YOUR INSTRUCTIONS: Give the number of lines in these entries that contain "white", and nothing more.

(Image-grounded pointing data)

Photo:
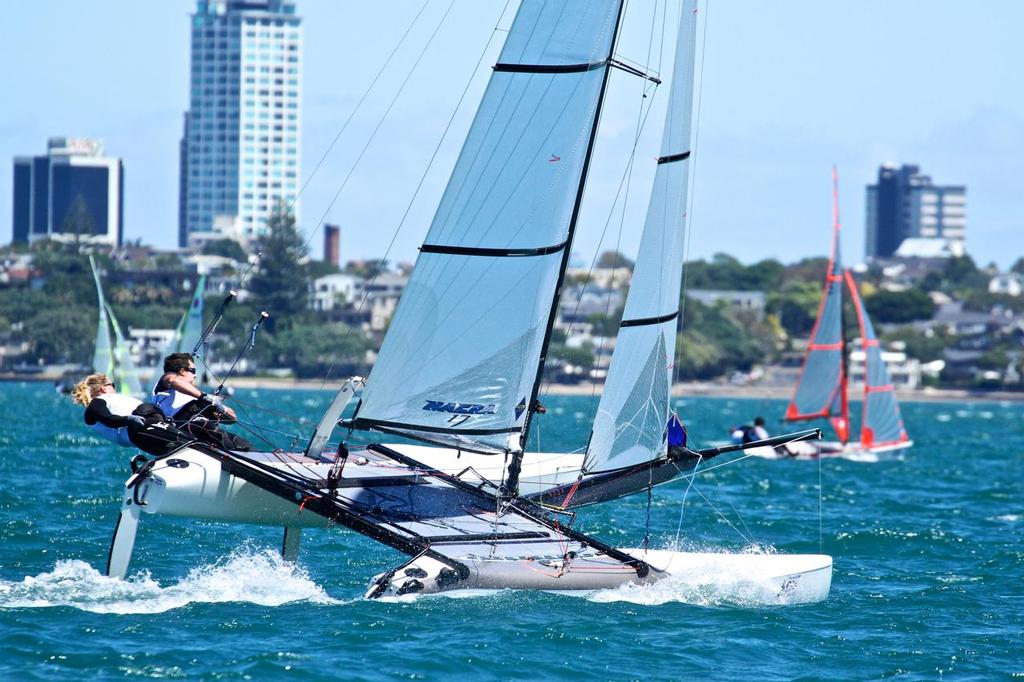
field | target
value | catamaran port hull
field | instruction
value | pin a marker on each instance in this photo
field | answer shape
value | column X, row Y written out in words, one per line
column 192, row 483
column 854, row 452
column 769, row 579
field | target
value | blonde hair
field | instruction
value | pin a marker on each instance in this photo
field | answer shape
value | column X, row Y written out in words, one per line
column 89, row 388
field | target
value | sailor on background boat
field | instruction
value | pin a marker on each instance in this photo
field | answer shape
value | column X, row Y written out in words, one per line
column 188, row 408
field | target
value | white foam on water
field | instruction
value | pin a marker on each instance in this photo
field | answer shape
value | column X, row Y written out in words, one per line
column 259, row 577
column 710, row 586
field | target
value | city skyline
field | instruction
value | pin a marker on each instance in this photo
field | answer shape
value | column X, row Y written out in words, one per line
column 784, row 95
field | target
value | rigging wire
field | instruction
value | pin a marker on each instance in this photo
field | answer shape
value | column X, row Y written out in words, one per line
column 423, row 177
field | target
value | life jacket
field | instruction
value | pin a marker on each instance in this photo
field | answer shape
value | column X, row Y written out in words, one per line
column 168, row 399
column 120, row 406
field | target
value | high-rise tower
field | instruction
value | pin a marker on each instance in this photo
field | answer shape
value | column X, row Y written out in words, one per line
column 241, row 146
column 904, row 204
column 73, row 194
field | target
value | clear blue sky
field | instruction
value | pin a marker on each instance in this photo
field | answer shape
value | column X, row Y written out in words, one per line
column 788, row 89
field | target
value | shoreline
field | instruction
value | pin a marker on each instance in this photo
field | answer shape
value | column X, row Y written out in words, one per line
column 685, row 389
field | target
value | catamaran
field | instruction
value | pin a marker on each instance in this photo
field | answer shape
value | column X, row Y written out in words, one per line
column 822, row 391
column 460, row 370
column 113, row 357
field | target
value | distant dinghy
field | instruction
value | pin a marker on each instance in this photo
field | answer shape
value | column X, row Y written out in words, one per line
column 822, row 391
column 460, row 369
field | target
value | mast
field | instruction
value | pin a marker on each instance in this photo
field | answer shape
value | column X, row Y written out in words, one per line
column 630, row 423
column 515, row 465
column 842, row 423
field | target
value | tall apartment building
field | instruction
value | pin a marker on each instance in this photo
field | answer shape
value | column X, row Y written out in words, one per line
column 73, row 192
column 904, row 204
column 241, row 146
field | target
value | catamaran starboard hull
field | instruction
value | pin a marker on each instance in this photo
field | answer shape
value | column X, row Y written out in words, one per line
column 768, row 579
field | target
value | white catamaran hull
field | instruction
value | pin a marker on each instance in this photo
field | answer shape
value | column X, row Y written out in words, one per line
column 775, row 579
column 190, row 483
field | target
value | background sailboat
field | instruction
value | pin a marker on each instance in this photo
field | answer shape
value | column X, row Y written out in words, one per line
column 113, row 356
column 189, row 328
column 822, row 390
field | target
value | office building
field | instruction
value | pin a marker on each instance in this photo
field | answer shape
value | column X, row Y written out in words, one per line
column 904, row 204
column 332, row 244
column 241, row 146
column 72, row 193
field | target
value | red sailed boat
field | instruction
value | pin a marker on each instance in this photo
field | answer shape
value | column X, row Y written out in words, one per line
column 822, row 388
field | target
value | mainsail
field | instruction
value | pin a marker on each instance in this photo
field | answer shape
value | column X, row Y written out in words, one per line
column 821, row 389
column 629, row 427
column 881, row 423
column 462, row 358
column 189, row 329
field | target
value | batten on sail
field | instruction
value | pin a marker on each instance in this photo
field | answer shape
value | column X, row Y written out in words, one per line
column 629, row 426
column 881, row 421
column 459, row 365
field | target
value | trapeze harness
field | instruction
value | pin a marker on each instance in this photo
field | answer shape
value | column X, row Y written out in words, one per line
column 108, row 415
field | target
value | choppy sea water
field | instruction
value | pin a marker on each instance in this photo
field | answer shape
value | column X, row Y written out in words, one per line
column 929, row 567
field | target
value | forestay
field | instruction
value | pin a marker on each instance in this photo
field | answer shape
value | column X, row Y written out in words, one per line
column 881, row 421
column 629, row 427
column 821, row 390
column 461, row 358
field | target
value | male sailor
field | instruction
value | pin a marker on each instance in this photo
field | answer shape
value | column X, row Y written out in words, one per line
column 188, row 408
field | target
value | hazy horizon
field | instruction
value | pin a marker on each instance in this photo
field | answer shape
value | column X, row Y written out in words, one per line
column 788, row 89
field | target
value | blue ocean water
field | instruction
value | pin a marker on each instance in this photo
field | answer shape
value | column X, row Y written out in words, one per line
column 929, row 568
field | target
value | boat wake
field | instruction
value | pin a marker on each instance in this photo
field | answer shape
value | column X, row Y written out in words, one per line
column 249, row 574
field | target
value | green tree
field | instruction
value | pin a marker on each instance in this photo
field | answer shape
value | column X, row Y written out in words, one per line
column 281, row 284
column 318, row 349
column 899, row 306
column 796, row 306
column 61, row 335
column 366, row 268
column 925, row 346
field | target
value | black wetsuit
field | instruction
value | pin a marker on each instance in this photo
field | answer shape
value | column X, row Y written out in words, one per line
column 201, row 419
column 155, row 437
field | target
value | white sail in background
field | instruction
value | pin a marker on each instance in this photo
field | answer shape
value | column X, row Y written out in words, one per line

PROBLEM SOLUTION: 3